What the task asks:
Format the lines starting with the line containing "row: **small printed serial number**" and going on through the line containing "[[22, 155], [15, 155], [15, 159], [23, 159]]" as a numbered list, omitting blank lines.

Records supplied:
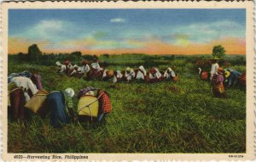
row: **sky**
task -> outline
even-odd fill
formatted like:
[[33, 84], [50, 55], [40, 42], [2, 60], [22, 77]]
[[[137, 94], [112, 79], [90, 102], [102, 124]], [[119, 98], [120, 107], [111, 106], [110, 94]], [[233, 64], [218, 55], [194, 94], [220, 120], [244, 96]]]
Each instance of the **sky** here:
[[9, 9], [9, 53], [246, 53], [245, 9]]

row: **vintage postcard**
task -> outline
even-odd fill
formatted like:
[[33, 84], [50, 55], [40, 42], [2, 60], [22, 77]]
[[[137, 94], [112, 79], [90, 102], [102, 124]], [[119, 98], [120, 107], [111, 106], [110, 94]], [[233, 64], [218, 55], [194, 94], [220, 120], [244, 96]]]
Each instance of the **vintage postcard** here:
[[3, 2], [3, 160], [254, 157], [253, 2]]

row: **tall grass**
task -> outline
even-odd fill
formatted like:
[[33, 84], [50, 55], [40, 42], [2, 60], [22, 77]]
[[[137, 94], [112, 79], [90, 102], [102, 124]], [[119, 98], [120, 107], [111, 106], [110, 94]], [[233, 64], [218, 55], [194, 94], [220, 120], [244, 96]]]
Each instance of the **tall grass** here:
[[[9, 74], [37, 70], [49, 92], [72, 87], [77, 94], [89, 86], [104, 89], [111, 96], [113, 112], [102, 123], [75, 122], [61, 129], [54, 129], [49, 117], [32, 115], [28, 123], [9, 120], [8, 151], [245, 153], [245, 90], [230, 88], [226, 98], [216, 98], [210, 84], [199, 79], [191, 64], [181, 59], [172, 64], [177, 67], [177, 82], [113, 84], [112, 81], [85, 81], [59, 75], [55, 65], [10, 63]], [[167, 67], [163, 64], [159, 68]], [[73, 102], [76, 105], [78, 99], [74, 98]]]

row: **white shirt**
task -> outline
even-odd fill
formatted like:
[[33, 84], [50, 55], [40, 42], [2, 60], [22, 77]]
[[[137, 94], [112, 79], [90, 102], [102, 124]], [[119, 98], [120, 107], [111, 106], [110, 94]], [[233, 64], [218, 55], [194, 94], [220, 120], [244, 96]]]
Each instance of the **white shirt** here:
[[96, 62], [96, 63], [91, 63], [90, 66], [93, 68], [93, 69], [96, 69], [98, 70], [102, 70], [102, 68], [100, 67], [100, 64], [98, 62]]
[[174, 77], [175, 75], [176, 75], [175, 72], [171, 68], [170, 69], [168, 68], [167, 70], [166, 70], [166, 72], [164, 74], [164, 77], [166, 78], [166, 79], [170, 79], [171, 76]]
[[149, 78], [150, 79], [160, 78], [162, 75], [161, 73], [158, 70], [158, 69], [156, 69], [156, 68], [154, 68], [154, 69], [155, 70], [156, 73], [154, 75], [152, 75], [151, 73], [149, 73]]
[[136, 79], [145, 79], [145, 75], [147, 75], [147, 71], [143, 65], [141, 65], [137, 70]]
[[213, 76], [214, 74], [217, 74], [217, 70], [219, 68], [219, 65], [218, 63], [212, 64], [212, 69], [211, 69], [211, 78]]
[[118, 79], [120, 79], [123, 77], [123, 75], [120, 70], [116, 70], [116, 75], [113, 75], [113, 82], [116, 82]]
[[14, 82], [18, 87], [30, 89], [33, 95], [38, 92], [37, 86], [27, 77], [16, 76], [11, 79], [11, 82]]
[[131, 69], [130, 73], [127, 73], [127, 71], [125, 71], [125, 76], [128, 81], [131, 81], [132, 79], [132, 77], [135, 77], [134, 70], [132, 69]]
[[60, 65], [59, 72], [63, 73], [66, 71], [66, 66], [64, 64]]

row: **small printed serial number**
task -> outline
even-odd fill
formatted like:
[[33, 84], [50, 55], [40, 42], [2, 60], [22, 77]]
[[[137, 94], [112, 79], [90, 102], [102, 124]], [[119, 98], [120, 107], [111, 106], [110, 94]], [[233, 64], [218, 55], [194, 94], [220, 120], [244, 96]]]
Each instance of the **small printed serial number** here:
[[243, 158], [243, 155], [238, 155], [238, 154], [235, 154], [235, 155], [229, 155], [229, 158]]
[[22, 155], [15, 155], [15, 159], [23, 159]]

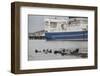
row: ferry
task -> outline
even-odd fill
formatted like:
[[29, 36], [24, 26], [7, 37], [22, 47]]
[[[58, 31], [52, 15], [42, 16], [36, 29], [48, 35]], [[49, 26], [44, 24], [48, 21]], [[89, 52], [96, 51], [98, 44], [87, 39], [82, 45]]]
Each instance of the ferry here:
[[88, 40], [88, 18], [48, 18], [45, 23], [47, 40]]

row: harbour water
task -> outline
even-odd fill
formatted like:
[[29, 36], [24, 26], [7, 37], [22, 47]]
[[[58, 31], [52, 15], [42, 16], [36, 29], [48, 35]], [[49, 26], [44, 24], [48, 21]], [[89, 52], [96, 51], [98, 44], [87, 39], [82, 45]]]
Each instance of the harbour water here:
[[[60, 54], [53, 53], [36, 53], [35, 50], [43, 50], [43, 49], [55, 49], [65, 48], [65, 49], [73, 49], [79, 48], [83, 50], [79, 50], [80, 53], [88, 53], [87, 50], [87, 41], [46, 41], [46, 40], [28, 40], [28, 60], [54, 60], [54, 59], [80, 59], [80, 56], [74, 55], [65, 55], [62, 56]], [[85, 48], [85, 50], [84, 50]]]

Exercise output:
1. row: **small printed serial number**
2. task -> outline
3. even-odd fill
4. formatted like:
5. [[33, 84], [50, 55], [40, 42], [2, 60], [22, 77]]
6. [[[137, 94], [112, 79], [90, 102], [102, 124]], [[119, 98], [120, 107], [111, 106], [110, 94]], [[233, 64], [218, 55], [194, 94], [220, 120], [244, 96]]]
7. Each instance of the **small printed serial number** here:
8. [[243, 158], [243, 155], [238, 155], [238, 154], [235, 154], [235, 155], [229, 155], [229, 158]]
9. [[22, 155], [15, 155], [15, 159], [23, 159]]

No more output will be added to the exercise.